Prosegui il testo della sentenza n. 43 del 2016 della Corte costituzionale, partendo subito dopo l'ultima frase riportata.

##### SEZIONE DEL DOCUMENTO

Sui limiti che il legislatore statale incontra quando vincola le Regioni nella scelta delle proprie politiche di bilancio, in particolare dovendo fissare l'arco temporale entro il quale le misure dettate si applicano, v. la citate sentenze nn. 79/2014, 193/2012 e 36/2004, ove è sottolineato l'esigenza che gli interventi non siano privi di tale delimitazione cronologica, senza la quale trasmoderebbero in direttive strutturali, contrarie all'autonomia di cui le Regioni sono titolari.

Sulla natura necessariamente pluriennale delle politiche di bilancio, v. le citate sentenze nn. 178/2015 e 310/2013.
Atti oggetto del giudizio
decreto-legge  24/04/2014  n. 66  art. 14  co. 1
decreto-legge  24/04/2014  n. 66  art. 14  co. 2
legge  23/06/2014  n. 89

Parametri costituzionali
Costituzione  art. 117  co. 3
Costituzione  art. 119


Pronuncia

SENTENZA N. 43

ANNO 2016


REPUBBLICA ITALIANA

IN NOME DEL POPOLO ITALIANO

LA CORTE COSTITUZIONALE

composta dai signori: Presidente: Alessandro CRISCUOLO; Giudici : Paolo GROSSI, Giorgio LATTANZI, Aldo CAROSI, Marta CARTABIA, Mario Rosario MORELLI, Giancarlo CORAGGIO, Giuliano AMATO, Silvana SCIARRA, Daria de PRETIS, Nicolò ZANON, Franco MODUGNO, Augusto Antonio BARBERA, Giulio PROSPERETTI,


ha pronunciato la seguente

SENTENZA

nei giudizi di legittimità costituzionale degli artt. 14, commi 1, 2 e 4-ter, e 15, comma 1, del decreto-legge 24 aprile 2014, n. 66 (Misure urgenti per la competitività e la giustizia sociale), convertito, con modificazioni, dall’art. 1, comma 1, della legge 23 giugno 2014, n. 89, promossi dalla Regione Veneto e dalla Provincia autonoma di Trento, con ricorsi notificati il 18 e il 20 agosto 2014, depositati in cancelleria il 22 e il 26 agosto 2014 e rispettivamente iscritti ai nn. 63 e 65 del registro ricorsi 2014.

##########
##### DATI FORNITI

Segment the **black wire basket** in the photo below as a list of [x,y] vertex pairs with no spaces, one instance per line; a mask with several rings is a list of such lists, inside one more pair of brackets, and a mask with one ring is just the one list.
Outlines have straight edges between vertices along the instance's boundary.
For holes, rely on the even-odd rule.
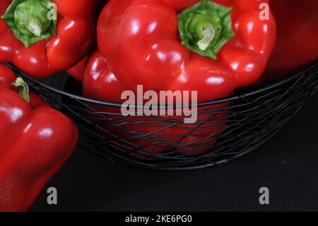
[[81,96],[66,72],[37,80],[8,64],[31,90],[78,126],[80,144],[113,162],[157,169],[192,169],[228,162],[276,134],[318,86],[318,62],[280,81],[199,104],[196,123],[178,117],[123,116],[122,105]]

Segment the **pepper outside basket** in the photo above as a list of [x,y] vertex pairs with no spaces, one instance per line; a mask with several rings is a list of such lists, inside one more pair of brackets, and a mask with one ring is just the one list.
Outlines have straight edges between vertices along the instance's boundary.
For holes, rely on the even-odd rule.
[[[80,132],[80,143],[88,149],[113,162],[157,169],[192,169],[216,166],[254,150],[278,132],[318,87],[317,62],[283,80],[237,90],[233,96],[199,104],[199,107],[204,106],[204,110],[198,115],[204,115],[206,120],[198,121],[197,126],[191,129],[187,128],[189,132],[182,135],[182,139],[189,136],[196,138],[189,142],[179,142],[169,141],[169,136],[162,137],[155,132],[182,129],[184,125],[182,120],[155,116],[151,120],[142,120],[146,116],[126,120],[121,114],[114,113],[119,112],[118,108],[121,104],[81,96],[81,84],[66,73],[45,80],[36,80],[13,64],[8,64],[8,66],[29,84],[33,91],[74,120]],[[100,111],[101,108],[109,110]],[[226,116],[216,117],[224,113]],[[153,128],[154,123],[157,128],[152,132],[143,133],[129,129],[136,125]],[[211,125],[212,127],[215,126],[216,132],[208,135],[196,132],[202,128],[213,131],[213,128],[208,128]],[[108,130],[108,125],[117,127],[117,132]],[[153,147],[156,147],[155,153],[148,148]],[[207,151],[201,154],[193,154],[193,152],[207,147]],[[186,151],[177,151],[177,148]]]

##########

### RISULTATO DELL'ESERCIZIO
Visto l’atto di costituzione del Presidente del Consiglio dei ministri;

udito nell’udienza pubblica del 9 febbraio 2016 e nella camera di consiglio del 10 febbraio 2016 il Giudice relatore Giorgio Lattanzi;

uditi gli avvocati Luca Antonini e Luigi Manzi per la Regione Veneto e l’avvocato dello Stato Andrea Fedeli per il Presidente del Consiglio dei ministri.


Ritenuto in fatto

1.– Con ricorso notificato il 18 agosto 2014 e depositato il successivo 22 agosto (reg. ric. n. 63 del 2014), la Regione Veneto ha promosso, tra le altre, questioni di legittimità costituzionale, degli artt. 14, commi 1, 2 e 4-ter, e 15, comma 1, del decreto-legge 24 aprile 2014, n. 66 (Misure urgenti per la competitività e la giustizia sociale), convertito, con modificazioni, dall’art. 1, comma 1, della legge 23 giugno 2014, n. 89, in riferimento agli artt. 3, 97, 117, terzo comma, 119 e 120 della Costituzione.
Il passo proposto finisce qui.